## AIM
Please copy exactly the lines that begin with the one containing "Thanks for the photo. Could you please mark the grass for" and end with the last line of the entries.

## DATASET
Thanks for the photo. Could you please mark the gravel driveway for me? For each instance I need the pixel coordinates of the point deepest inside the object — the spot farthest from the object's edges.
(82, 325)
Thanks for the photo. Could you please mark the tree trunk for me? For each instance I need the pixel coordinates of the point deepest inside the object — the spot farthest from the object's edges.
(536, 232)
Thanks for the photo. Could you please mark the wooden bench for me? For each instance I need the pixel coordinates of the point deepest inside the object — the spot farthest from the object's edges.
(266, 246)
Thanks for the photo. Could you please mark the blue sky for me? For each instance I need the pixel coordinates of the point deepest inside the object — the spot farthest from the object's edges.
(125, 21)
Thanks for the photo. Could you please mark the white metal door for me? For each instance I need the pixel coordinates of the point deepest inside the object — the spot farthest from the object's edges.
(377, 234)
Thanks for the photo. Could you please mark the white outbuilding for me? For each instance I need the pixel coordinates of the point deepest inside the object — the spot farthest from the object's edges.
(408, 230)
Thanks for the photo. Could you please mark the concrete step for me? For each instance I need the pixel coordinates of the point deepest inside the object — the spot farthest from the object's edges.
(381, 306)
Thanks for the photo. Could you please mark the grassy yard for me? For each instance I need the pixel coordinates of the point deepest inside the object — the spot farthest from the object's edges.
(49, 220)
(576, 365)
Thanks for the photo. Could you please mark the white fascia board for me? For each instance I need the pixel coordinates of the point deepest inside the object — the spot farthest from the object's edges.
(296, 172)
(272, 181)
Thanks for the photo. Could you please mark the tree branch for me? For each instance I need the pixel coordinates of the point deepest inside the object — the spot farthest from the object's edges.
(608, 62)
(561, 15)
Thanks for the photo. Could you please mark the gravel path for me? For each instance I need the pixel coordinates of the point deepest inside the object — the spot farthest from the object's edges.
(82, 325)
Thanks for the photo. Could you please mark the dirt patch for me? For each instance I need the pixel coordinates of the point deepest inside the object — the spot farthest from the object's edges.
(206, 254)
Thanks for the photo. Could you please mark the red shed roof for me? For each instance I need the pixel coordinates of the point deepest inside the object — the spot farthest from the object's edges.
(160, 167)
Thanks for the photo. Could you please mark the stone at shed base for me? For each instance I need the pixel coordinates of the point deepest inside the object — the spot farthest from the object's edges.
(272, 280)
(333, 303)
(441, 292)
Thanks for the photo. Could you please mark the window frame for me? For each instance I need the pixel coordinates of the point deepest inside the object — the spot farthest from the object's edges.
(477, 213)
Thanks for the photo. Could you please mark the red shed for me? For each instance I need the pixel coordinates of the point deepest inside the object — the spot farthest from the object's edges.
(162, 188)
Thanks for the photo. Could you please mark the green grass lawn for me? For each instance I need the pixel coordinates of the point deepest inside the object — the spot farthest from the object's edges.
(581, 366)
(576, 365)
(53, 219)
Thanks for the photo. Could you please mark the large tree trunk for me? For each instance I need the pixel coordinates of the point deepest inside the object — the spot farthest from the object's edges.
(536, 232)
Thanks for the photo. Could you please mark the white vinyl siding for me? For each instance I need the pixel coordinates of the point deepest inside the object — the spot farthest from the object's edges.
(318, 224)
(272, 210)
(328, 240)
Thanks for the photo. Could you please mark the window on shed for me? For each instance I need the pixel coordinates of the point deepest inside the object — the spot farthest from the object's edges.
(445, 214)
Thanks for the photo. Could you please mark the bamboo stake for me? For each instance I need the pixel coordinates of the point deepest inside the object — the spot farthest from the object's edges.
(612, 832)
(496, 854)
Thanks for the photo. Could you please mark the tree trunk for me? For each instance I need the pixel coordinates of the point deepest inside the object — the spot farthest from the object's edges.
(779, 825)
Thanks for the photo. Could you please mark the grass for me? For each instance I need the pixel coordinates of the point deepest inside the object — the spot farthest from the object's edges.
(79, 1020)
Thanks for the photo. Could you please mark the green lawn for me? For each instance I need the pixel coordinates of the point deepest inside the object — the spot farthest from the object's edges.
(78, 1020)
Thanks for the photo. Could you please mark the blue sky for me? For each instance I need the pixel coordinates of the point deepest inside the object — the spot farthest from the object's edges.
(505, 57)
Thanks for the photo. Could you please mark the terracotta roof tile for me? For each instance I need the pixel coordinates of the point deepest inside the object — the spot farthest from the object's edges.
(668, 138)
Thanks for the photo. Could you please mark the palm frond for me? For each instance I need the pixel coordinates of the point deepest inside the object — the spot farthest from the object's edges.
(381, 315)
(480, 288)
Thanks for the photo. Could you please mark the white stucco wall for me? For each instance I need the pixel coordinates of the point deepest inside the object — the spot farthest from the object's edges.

## RESULT FOR THIS TASK
Thanks for the photo. Could you please mark the grass for me? For each instance I need the pixel coordinates of the point deepest inside the object — the spot farthest from the object's edges.
(79, 1020)
Thanks for the photo. Could you please mark the green lawn for me? For each instance I need the pixel coordinates of the point deepest inside the object — the spot farthest from the object's edges.
(78, 1020)
Thanks for the photo. Could you please mark the blue sky for me? For each instance I need the pixel coordinates of the point deepest inside the object — the spot farthest from the object's edges.
(505, 57)
Thanks for the photo. Could you please mark the terracotta roof tile for me? For each instance I need the pixel coordinates of the point deepest inside the object — the spot farthest from the object's edges.
(668, 138)
Thanks for the photo. Could you please mark the palm frond for me? For each instance I need the pixel coordinates of the point deepest inside the object — the spot farthest from the object's edges.
(381, 315)
(480, 288)
Thanks for the photo. Could you please mark the white stucco wall for me? For each instance I need the pixel coordinates of the point deepest inside the object — the spot farthest from the object's edges.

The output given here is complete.